Records shown
—————

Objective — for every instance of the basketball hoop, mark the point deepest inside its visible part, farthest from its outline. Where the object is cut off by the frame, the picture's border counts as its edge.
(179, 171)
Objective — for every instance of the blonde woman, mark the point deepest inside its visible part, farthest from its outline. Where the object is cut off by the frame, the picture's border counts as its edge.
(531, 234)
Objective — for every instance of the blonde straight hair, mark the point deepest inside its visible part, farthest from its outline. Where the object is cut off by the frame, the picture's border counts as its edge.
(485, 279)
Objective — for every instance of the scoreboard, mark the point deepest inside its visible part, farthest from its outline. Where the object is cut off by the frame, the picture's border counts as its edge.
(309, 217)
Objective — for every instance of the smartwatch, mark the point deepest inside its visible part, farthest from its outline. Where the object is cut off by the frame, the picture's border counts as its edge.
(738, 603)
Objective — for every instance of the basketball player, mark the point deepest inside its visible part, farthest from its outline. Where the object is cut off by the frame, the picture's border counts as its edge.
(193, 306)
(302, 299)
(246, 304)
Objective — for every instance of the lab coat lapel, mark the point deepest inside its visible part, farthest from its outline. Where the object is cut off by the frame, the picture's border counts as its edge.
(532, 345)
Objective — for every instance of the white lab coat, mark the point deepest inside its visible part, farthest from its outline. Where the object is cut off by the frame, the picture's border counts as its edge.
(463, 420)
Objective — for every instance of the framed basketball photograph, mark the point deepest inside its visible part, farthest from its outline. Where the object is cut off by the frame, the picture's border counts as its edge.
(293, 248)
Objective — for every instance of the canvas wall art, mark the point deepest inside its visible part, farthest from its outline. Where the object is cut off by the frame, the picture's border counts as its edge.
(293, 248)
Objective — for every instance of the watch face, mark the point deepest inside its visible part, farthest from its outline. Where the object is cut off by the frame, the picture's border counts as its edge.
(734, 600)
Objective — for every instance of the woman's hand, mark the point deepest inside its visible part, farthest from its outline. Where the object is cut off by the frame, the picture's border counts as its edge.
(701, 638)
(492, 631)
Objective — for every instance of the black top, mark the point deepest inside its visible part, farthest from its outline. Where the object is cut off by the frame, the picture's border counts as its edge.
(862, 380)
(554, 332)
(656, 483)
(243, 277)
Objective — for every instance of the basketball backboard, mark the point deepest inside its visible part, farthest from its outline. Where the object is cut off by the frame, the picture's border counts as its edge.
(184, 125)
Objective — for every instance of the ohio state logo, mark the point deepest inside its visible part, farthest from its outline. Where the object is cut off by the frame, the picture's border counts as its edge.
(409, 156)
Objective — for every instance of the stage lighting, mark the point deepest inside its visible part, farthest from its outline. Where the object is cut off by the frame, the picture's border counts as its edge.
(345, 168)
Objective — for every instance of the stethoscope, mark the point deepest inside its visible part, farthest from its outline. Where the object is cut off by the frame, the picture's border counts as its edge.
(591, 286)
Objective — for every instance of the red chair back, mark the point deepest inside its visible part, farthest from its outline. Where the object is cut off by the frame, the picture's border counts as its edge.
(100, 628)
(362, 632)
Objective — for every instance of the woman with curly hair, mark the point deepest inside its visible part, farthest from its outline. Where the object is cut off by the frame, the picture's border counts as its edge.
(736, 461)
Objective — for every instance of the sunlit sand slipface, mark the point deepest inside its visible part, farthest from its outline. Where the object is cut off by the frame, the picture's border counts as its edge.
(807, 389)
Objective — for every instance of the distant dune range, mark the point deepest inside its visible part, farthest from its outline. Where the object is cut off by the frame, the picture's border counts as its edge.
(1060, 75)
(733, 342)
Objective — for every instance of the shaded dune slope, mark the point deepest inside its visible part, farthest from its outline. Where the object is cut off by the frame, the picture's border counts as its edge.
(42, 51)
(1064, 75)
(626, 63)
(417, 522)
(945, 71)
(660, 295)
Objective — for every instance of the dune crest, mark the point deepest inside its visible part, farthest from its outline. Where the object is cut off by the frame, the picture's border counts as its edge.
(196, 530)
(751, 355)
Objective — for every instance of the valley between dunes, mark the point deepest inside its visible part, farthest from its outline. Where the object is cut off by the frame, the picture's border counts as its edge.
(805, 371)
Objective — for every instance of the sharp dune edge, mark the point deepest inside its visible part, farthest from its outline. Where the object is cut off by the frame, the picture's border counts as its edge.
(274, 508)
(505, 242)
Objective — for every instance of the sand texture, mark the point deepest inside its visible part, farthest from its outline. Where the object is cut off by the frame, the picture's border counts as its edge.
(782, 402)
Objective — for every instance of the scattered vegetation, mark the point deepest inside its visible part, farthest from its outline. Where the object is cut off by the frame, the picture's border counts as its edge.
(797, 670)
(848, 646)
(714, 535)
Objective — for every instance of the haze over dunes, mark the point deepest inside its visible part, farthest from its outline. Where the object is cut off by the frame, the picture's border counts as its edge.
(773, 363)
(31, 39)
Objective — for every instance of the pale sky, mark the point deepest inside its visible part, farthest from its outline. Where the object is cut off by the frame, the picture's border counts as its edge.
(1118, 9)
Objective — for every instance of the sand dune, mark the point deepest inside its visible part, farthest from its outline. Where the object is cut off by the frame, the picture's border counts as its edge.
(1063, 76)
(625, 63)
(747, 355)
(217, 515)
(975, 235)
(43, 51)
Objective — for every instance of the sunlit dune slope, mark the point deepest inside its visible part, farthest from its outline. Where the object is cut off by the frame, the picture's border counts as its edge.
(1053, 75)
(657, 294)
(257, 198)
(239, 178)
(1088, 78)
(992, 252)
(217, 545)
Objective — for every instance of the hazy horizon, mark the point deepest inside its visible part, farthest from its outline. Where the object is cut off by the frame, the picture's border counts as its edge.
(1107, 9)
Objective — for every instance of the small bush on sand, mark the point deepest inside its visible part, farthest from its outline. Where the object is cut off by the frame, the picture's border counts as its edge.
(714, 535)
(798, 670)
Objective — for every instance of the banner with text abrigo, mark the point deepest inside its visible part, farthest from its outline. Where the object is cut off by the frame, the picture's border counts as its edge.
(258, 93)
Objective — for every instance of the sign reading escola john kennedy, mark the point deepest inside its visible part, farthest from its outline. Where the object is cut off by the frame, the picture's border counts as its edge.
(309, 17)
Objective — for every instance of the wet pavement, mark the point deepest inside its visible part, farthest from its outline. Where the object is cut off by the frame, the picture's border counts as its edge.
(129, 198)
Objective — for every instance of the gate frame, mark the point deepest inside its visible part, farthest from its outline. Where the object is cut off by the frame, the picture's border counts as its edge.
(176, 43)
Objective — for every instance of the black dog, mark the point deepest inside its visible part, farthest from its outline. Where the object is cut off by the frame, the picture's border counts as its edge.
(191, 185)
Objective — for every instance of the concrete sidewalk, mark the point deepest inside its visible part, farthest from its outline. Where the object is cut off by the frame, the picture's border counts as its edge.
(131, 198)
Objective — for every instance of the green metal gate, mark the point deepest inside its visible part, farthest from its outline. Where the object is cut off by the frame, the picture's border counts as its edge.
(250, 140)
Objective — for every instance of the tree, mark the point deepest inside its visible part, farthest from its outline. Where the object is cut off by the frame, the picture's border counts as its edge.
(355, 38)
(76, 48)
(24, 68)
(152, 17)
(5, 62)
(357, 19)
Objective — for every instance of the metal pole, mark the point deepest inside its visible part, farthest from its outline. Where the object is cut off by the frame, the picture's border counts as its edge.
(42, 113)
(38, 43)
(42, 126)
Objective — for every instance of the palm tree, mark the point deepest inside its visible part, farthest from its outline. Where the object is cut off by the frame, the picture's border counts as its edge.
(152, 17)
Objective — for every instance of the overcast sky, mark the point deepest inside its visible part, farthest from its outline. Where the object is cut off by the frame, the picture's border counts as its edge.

—————

What you need to do
Retype the data in full and match it exactly.

Solution below
Objective — for every instance of the basketball hoop, mark the point deepest inside its visible part, farthest from its outline. Where the object is cut off by the frame, the picture's border counts as its edge.
(179, 171)
Objective — for every instance of the blonde woman, mark the point deepest inside its visible part, farthest from its outline. Where the object is cut off by the frame, the picture's border counts as its edge.
(531, 234)
Objective — for every instance of the blonde straight hair, mark the point deepest inside its visible part, farthest from its outline. Where the object is cut off by the frame, the picture's border counts as its edge.
(485, 279)
Objective — for every instance of the scoreboard, mark the point deepest inside its visible part, farthest from its outline. Where the object is cut off by the frame, the picture's border counts as its edge.
(309, 217)
Objective — for every instance of the smartwatch, mark the point deepest inside its visible part, farthest from its outline. Where the object is cut off by the frame, the picture's border counts as its edge.
(738, 603)
Objective — for every instance of the basketball player, mark the point deepest inside its visible part, farthest from its outline. Where the object is cut off by the frame, the picture's border counts as its edge.
(193, 306)
(302, 299)
(246, 304)
Objective — for every instance of the lab coat lapel, mark the point deepest inside its visible part, farthest from its outline. Where the object is cut off by the frame, the picture's border counts as its edge.
(532, 345)
Objective — for every instance of the white lab coat, mark the point deepest inside its visible part, farthest from its outline. Where the object is cut off by the frame, the picture's border counts as its edge.
(463, 420)
Objective — for every instance of the framed basketball photograph, mark the point deepest inside its visible part, farthest from its outline. Where the object is cut off by the frame, the picture's border counts as its edge.
(293, 248)
Objective — for every instance of the canvas wall art, mark the point deepest inside its visible part, farthest from its outline. Where the object is cut off by the frame, the picture's border counts as its edge.
(293, 248)
Objective — for every instance of the watch face, mark the point deepest inside its visible part, farthest from its outline. Where the object is cut off by the frame, the picture's border counts as its edge.
(734, 600)
Objective — for every instance of the woman's hand, mark the point deepest inside its visible part, farthest from its outline. Where the object is cut off by the frame, the picture's border counts as its edge.
(701, 638)
(492, 631)
Objective — for every instance of the black top, mark the point deepest inside its visible part, farthest from its outline. Where the object is cut off by the frame, the picture's border counts as its edge.
(862, 380)
(554, 332)
(656, 483)
(243, 277)
Objective — for every instance of the basketball backboard, mark the point deepest inside its visible part, farthest from its outline. Where the object is cut off by the frame, the picture's border counts as its edge.
(184, 125)
Objective — for every instance of the ohio state logo, mark the point deepest inside its visible part, farthest from its outline. Where the object is cut off by the frame, the picture's border counts as its edge.
(409, 156)
Objective — for every instance of the stage lighting, mark the point deepest inside its visible part, farthest from its outline. Where the object is cut off by the frame, the picture's border counts as its edge.
(345, 168)
Objective — for every instance of the stethoscope, mark the point deepest inside its visible part, farthest from its outline. Where the object is cut off by the frame, the picture's border counts as its edge.
(591, 286)
Objective — for every instance of the red chair back, mark the point deepest inside its visible part, farthest from its outline. Where the object is cut off by the frame, the picture's border counts as its edge.
(100, 628)
(362, 632)
Objective — for every instance of the woman with curly hair, mark the point deepest inside its visible part, farthest from its outline. Where the object is cut off by the frame, the picture's border counts as its edge.
(736, 461)
Objective — for every instance of the sunlit sand slipface, mark the point deepest inside its visible part, farthest from its outline. Where the object is cut off by the frame, the picture's border counts as its edge.
(807, 389)
Objective — for every instance of the distant dune range, mark the point deepest inside its visible part, farthest from its outline. Where the object is cut off by the frame, the picture's border counts as its edge.
(1060, 75)
(733, 342)
Objective — for every instance of the shaded dune slope, mark the point deepest inside its visible part, farthest from its outline. Where the object is cut off by the frame, the picture's border counts as its edge.
(42, 51)
(1064, 75)
(626, 63)
(417, 522)
(945, 71)
(660, 295)
Objective — for every instance of the dune crest, mark the point deepest inside its visible part, farthest from its outline. Where the object is cut off by the frame, the picture's border counts as its edge.
(196, 530)
(751, 355)
Objective — for every instance of the valley between dunes, mark the point deepest inside its visible part, farthest from its outline. Where the object is cut off by the frame, the picture's border counts as its edge.
(805, 371)
Objective — for every instance of the sharp dune edge, mark the point deepest inside its visible part, farthest from its outline. Where the object is cut off by the frame, the picture's border counts as its edge.
(274, 508)
(505, 242)
Objective — for every instance of the sand texture, mark the point deepest inside its visible part, farthest from its outline. Where the object is cut off by the frame, the picture's border counts as its edge.
(782, 402)
Objective — for every instance of the scattered vegetation, mark the point deepest inside its visible part, farthest from its outline. Where the object is cut off by the frame, the picture's border counts as its edge.
(797, 670)
(848, 646)
(714, 535)
Objective — for every instance of the haze over dunes, mark the point deepest inside its visible part, farthest from its outline. Where the object is cut off by the frame, the picture's border counts as its edge.
(773, 363)
(31, 39)
Objective — for every instance of the pale sky, mark the point deepest inside its visible part, farthest from its outline. Where the object is cut off by the frame, the picture's border counts as its edge.
(1118, 9)
Objective — for every instance of the sand dune, mark the point deepest inside its visible part, farthest from its outline. Where the object is cut off by the frame, the picture's border counts as its edge.
(1063, 76)
(625, 63)
(747, 355)
(217, 515)
(975, 235)
(43, 51)
Objective — for every instance of the sunlit dune slope, mark the point deepest inside its visible part, farthest from its outline. Where the object is cut off by the frame, the picture's border counts as its edge.
(1053, 75)
(657, 294)
(257, 198)
(239, 178)
(1088, 78)
(992, 252)
(217, 545)
Objective — for every instance of the hazy horizon, mark the point deepest inside its visible part, farthest from its outline. Where the object is cut off by the frame, the picture's border counts as its edge.
(1107, 9)
Objective — for every instance of the small bush on sand, mark the point deepest inside its visible part, farthest from its outline. Where the object is cut off by the frame, the picture's border counts as its edge.
(714, 535)
(798, 670)
Objective — for every instance of the banner with text abrigo, mark the point deepest inside its visible part, farthest from its outline. Where the object is cut off by the frame, the picture's border counts as its edge.
(258, 93)
Objective — for every instance of the sign reading escola john kennedy, mark the point deepest inside its visible part, farthest from its outline. Where the object is cut off by the frame, the picture's border counts as its edge.
(309, 17)
Objective — for every instance of the wet pavement, mark the point deepest inside its visible part, farthest from its outline. Where the object is cut off by the frame, the picture's border counts as its edge.
(129, 198)
Objective — for every instance of the gate frame, mark the point deepest inside its visible part, farthest from its outline. Where the object is cut off by the frame, the picture's border counts as its edge.
(176, 43)
Objective — for every instance of the black dog, mark the point deepest inside its visible part, farthest from its outline. Where the object is cut off by the frame, the picture's border counts as its edge.
(191, 185)
Objective — for every instance of the concrete sidewalk, mark the point deepest inside its visible part, farthest from its outline. Where the object is cut off by the frame, the picture's border counts as its edge.
(131, 198)
Objective — for every instance of the green metal gate, mark the point deepest inside its visible part, farthest from its outline. Where the object is cut off by the frame, the picture's border counts as its edge.
(250, 140)
Objective — for every instance of the tree, mark the point deepest inside its visible part, farthest from its outline. Where the object is cut off by the frame, the picture's border counts as its edge.
(355, 38)
(76, 48)
(24, 68)
(152, 17)
(5, 62)
(357, 19)
Objective — for every instance of the metal pole, mark the point deepest inside its visible part, farthest from its outline. Where the object is cut off by the frame, the picture's border counts as its edge.
(42, 113)
(38, 43)
(42, 126)
Objective — for every instance of the palm tree, mark the point deepest inside its visible part, farthest from its outline. Where the object is cut off by the frame, the picture's border counts as its edge.
(152, 17)
Objective — for every instance of the overcast sky, mark the point deepest inside its visible part, farthest from its outline. Where the object is cut off by the frame, the picture's border counts as its edge.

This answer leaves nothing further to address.